• _WHAT IS EXPECTED_:
Every entry should be given again exactly, with nothing dropped.

• _DATASET_:

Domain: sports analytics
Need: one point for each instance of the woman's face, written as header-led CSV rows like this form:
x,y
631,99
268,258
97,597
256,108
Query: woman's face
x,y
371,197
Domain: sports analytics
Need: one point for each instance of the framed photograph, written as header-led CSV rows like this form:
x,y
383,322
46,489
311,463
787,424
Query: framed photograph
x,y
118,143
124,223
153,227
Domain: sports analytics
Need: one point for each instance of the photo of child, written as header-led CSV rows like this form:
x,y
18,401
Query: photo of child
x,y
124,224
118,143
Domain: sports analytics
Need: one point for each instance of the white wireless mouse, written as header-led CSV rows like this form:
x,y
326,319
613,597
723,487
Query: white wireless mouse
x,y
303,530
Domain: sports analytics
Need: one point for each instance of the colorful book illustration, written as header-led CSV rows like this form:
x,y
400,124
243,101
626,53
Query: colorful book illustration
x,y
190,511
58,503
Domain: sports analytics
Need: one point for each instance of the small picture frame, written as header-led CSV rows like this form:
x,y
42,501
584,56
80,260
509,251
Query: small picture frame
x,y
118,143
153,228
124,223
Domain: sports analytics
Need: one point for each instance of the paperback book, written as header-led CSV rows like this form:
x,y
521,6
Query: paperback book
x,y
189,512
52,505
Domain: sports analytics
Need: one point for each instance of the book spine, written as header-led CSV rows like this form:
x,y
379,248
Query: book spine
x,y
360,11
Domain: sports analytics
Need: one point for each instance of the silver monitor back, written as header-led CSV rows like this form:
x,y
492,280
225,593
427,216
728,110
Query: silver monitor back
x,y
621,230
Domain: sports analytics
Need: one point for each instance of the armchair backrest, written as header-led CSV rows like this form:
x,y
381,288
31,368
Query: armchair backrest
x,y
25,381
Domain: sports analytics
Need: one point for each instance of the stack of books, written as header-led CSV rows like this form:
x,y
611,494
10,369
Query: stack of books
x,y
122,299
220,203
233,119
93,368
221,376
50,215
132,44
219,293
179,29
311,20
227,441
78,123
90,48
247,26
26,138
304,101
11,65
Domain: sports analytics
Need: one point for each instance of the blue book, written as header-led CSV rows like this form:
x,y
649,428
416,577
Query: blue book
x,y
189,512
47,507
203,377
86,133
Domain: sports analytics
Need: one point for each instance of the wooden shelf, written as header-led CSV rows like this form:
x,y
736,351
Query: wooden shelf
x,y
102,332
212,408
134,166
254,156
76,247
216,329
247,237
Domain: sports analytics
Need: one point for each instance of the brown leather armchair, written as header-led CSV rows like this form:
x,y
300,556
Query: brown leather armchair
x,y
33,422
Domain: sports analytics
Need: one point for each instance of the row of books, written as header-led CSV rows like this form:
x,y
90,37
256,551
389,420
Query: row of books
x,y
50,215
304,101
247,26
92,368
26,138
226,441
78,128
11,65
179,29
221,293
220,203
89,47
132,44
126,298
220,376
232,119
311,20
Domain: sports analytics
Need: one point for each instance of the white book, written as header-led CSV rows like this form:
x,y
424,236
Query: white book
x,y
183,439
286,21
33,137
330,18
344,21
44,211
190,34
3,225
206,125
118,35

• _TASK OUTPUT_:
Domain: sports analytics
Need: one point for each instance of the woman's face, written as header-led CSV rows like this form:
x,y
631,99
268,258
97,597
256,108
Query: woman's face
x,y
371,197
Domain: sports analytics
Need: one point for each instance of the framed photograph, written as header-led CSV rows like this form:
x,y
383,322
46,489
311,463
787,424
Query: framed photograph
x,y
118,143
124,223
153,227
Domain: sports analytics
Need: one point for each instance of the photo of child, written as header-led CSV rows like this form:
x,y
18,401
Query: photo of child
x,y
124,224
118,143
Domain: sports analytics
Need: one point for each instance of the white wireless mouse, written as header-led CSV rows like this form:
x,y
326,319
613,597
723,487
Query: white wireless mouse
x,y
303,530
Domain: sports analytics
Need: one point for each instance of the colorful book illustration, written as header-led CSV rows like this form:
x,y
400,124
243,101
626,53
Query: colorful book illustration
x,y
190,511
58,503
Domain: sports analytics
Need: one point for each instance of the small picture frame, written as header-led CSV rows like this form:
x,y
42,501
584,56
80,260
509,251
Query: small picture frame
x,y
118,143
153,228
124,223
Domain: sports analytics
Need: one point for each instance of the paperback book, written as header-led CSV rows like this form:
x,y
521,6
Query: paperback book
x,y
189,512
52,505
Domain: sports analytics
Need: one point for each instance of the book spine, written as header-led CSV rows like this form:
x,y
379,248
Query: book spine
x,y
360,11
Domain: sports analytics
Need: one point for each instance of the silver monitor back, written as header-led CSV rows like this form:
x,y
492,280
225,593
427,216
728,110
Query: silver monitor back
x,y
621,230
Domain: sports analytics
Need: one point for each instance of the armchair backrest, written as header-led CSV rows like this form:
x,y
381,288
31,368
Query: armchair backrest
x,y
25,381
Domain: sports analytics
Need: one point for each instance of the stack of books, written as header-led CSV rows like this form:
x,y
611,494
10,369
Query: stack of books
x,y
122,299
220,203
233,119
93,368
221,376
50,215
132,44
219,293
179,29
311,20
227,441
78,123
90,48
247,26
26,138
304,101
11,65
Domain: sports analytics
Need: one point for each instance of the blue book, written as header-led CSV rows like this form:
x,y
649,428
416,577
Query: blue book
x,y
189,512
47,507
203,377
86,133
Domain: sports analytics
Need: one point for each instance of the wooden shelf, written as header-led CSV rows like this form:
x,y
736,351
Query: wooden shelf
x,y
102,332
212,408
134,166
254,156
76,247
216,329
247,237
Domain: sports analytics
Need: one point for each instance of the brown leather armchair, written as header-led CSV rows like this form:
x,y
300,556
Query: brown leather armchair
x,y
33,422
Domain: sports analytics
Need: one point for each instance of the row of books, written as header-led CSV rows like this form:
x,y
90,37
256,551
389,420
Query: row of books
x,y
50,215
304,101
247,26
92,368
26,138
226,441
78,128
11,65
179,29
221,293
220,203
89,47
132,44
126,298
220,376
232,119
311,20
Domain: sports analytics
Need: one point for each instance of the white book, written as header-led CSV rows like this form:
x,y
424,236
Query: white book
x,y
183,439
286,21
33,137
330,18
344,21
44,211
190,34
3,225
206,125
118,35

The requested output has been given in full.